* _WORK TO COMPLETE_: Set out every line of the data below as a Markdown table with two columns, Row and Line: number the rows in order and leave out any blank lines.

* _MATERIAL TO PROCESS_:
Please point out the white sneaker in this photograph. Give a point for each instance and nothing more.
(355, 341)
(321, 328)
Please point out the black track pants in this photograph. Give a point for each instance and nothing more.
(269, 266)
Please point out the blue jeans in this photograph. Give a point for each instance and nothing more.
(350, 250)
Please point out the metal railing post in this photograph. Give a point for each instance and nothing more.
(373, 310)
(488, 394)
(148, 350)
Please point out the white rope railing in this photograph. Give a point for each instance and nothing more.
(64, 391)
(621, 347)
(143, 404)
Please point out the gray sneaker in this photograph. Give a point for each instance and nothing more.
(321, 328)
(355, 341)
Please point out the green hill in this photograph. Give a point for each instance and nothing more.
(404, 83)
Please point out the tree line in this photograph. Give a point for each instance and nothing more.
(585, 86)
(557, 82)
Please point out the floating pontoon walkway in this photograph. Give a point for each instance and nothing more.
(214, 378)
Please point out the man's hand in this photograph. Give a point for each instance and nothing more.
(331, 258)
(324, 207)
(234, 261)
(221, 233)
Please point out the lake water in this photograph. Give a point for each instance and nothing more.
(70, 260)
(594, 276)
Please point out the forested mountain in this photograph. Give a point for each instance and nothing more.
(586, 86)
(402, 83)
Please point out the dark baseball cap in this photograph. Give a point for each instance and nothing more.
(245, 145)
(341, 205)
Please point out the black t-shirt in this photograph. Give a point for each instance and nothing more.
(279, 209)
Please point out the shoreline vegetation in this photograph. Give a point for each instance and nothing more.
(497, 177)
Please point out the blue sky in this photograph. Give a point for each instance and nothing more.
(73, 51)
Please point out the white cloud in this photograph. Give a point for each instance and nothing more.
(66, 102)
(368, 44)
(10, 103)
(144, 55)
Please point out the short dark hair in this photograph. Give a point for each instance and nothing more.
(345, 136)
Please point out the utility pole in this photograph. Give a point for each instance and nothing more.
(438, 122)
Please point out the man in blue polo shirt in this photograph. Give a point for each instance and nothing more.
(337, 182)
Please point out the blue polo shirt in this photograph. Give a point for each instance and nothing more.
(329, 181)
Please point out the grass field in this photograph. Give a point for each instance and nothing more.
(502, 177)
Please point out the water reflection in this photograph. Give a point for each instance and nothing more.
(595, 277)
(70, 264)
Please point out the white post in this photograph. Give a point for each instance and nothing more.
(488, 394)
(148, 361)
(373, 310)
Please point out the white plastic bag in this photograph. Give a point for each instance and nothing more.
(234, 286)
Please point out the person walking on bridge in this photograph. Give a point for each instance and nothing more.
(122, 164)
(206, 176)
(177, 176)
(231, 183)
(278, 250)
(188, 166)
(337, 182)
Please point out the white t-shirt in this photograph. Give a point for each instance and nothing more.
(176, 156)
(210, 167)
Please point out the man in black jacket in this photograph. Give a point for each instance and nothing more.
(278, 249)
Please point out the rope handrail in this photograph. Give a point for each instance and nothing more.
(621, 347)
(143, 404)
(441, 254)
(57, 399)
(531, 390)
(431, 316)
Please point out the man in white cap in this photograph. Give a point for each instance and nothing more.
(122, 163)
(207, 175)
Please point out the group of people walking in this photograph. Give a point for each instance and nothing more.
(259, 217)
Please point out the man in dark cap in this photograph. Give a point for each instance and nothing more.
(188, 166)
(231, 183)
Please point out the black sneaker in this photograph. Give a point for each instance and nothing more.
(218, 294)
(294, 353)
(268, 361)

* _WORKED ANSWER_:
| Row | Line |
|---|---|
| 1 | Please point out the white sneaker in this photograph. Give a point for each instance and nothing more. |
| 2 | (355, 341) |
| 3 | (321, 328) |
| 4 | Please point out the black track pants in this photograph. Give a point for each instance and nothing more. |
| 5 | (269, 266) |
| 6 | Please point out the blue jeans in this photograph. Give a point for each instance and nothing more. |
| 7 | (350, 250) |
| 8 | Please point out the metal railing post in this photograph. Give a point for each instance and nothing more. |
| 9 | (373, 310) |
| 10 | (488, 394) |
| 11 | (148, 350) |
| 12 | Please point out the white rope railing in this photograph. Give a point for each instance and nothing more. |
| 13 | (64, 391) |
| 14 | (621, 347) |
| 15 | (143, 404) |
| 16 | Please point out the gray sneaker in this photograph. Give a point for each instance and nothing more. |
| 17 | (321, 328) |
| 18 | (355, 341) |
| 19 | Please point out the green hill in this photograph. Give a point for each instance and nothing more. |
| 20 | (404, 83) |
| 21 | Please point out the tree line in this photograph. Give a point for each instance and nothing more. |
| 22 | (585, 86) |
| 23 | (557, 82) |
| 24 | Please point out the floating pontoon walkway in this photograph. Give a point for each instance and nothing more. |
| 25 | (214, 378) |
| 26 | Please point out the man's hand in this photograph. Give a point for each instance and nothing more. |
| 27 | (331, 258) |
| 28 | (324, 207) |
| 29 | (234, 261) |
| 30 | (221, 233) |
| 31 | Please point out the lake water in this photograph. Give a point for each instance and nothing more. |
| 32 | (70, 260) |
| 33 | (594, 276) |
| 34 | Please point out the forested mountain in this photograph. Give a point for each instance and nothing more. |
| 35 | (586, 86) |
| 36 | (402, 83) |
| 37 | Please point out the dark baseball cap in this photograph. Give a point for each instance and nothing more. |
| 38 | (245, 145) |
| 39 | (341, 205) |
| 40 | Please point out the black t-shirt in this photograph. Give a point for each instance and nothing more. |
| 41 | (279, 209) |
| 42 | Please point out the shoreline vegetation in this photograph. Give a point for each instance and nothing more. |
| 43 | (497, 177) |
| 44 | Please point out the blue sky in this photograph. Give a point for each instance and nothing more. |
| 45 | (73, 51) |
| 46 | Please point out the white cloud in this photograph. Give a point for each instance and nothing more. |
| 47 | (66, 102) |
| 48 | (368, 44) |
| 49 | (10, 103) |
| 50 | (144, 55) |
| 51 | Please point out the short dark hair in this photograph. Give a point for each instance and nothing more. |
| 52 | (345, 136) |
| 53 | Please point out the utility pole in this photograph. Give a point for each instance and nothing more. |
| 54 | (438, 122) |
| 55 | Please point out the man in blue polo shirt in this photograph. Give a point for each instance and nothing more. |
| 56 | (337, 182) |
| 57 | Please point out the blue polo shirt in this photograph. Give a point for each instance and nothing more. |
| 58 | (329, 181) |
| 59 | Please point out the grass field in this photograph. Give a point for each instance and nothing more. |
| 60 | (502, 177) |
| 61 | Please point out the water reflection in this photograph. Give a point for each instance and nothing more. |
| 62 | (595, 277) |
| 63 | (70, 264) |
| 64 | Please point out the white post in this photograph. Give a point for each instance and nothing more. |
| 65 | (488, 394) |
| 66 | (148, 361) |
| 67 | (373, 310) |
| 68 | Please point out the white plastic bag in this photograph. Give a point for each instance and nothing more. |
| 69 | (234, 286) |
| 70 | Please point out the person walking on bridge in this photograph. Give a point for each instance and nothing more. |
| 71 | (122, 164) |
| 72 | (206, 176) |
| 73 | (177, 176) |
| 74 | (231, 183) |
| 75 | (278, 250) |
| 76 | (188, 166) |
| 77 | (337, 182) |
| 78 | Please point out the white t-shirt in this photograph. Give a point for each instance and nothing more. |
| 79 | (176, 156) |
| 80 | (210, 167) |
| 81 | Please point out the man in black jacket in this photograph. Give a point for each instance and nothing more. |
| 82 | (278, 249) |
| 83 | Please point out the rope handrail in this photograph. Give a point for each instance and nothing more. |
| 84 | (621, 347) |
| 85 | (143, 404) |
| 86 | (441, 254) |
| 87 | (57, 399) |
| 88 | (531, 390) |
| 89 | (431, 316) |
| 90 | Please point out the man in white cap in this photograph. Give a point for each instance and nothing more. |
| 91 | (122, 163) |
| 92 | (207, 175) |
| 93 | Please point out the group of people walking in this photograph. Give a point for each instance and nothing more. |
| 94 | (259, 217) |
| 95 | Please point out the man in dark cap in this photograph. Give a point for each instance and nothing more. |
| 96 | (188, 166) |
| 97 | (231, 183) |
| 98 | Please point out the black sneaker in this photograph. Give a point for each instance and nothing more. |
| 99 | (218, 294) |
| 100 | (294, 353) |
| 101 | (268, 361) |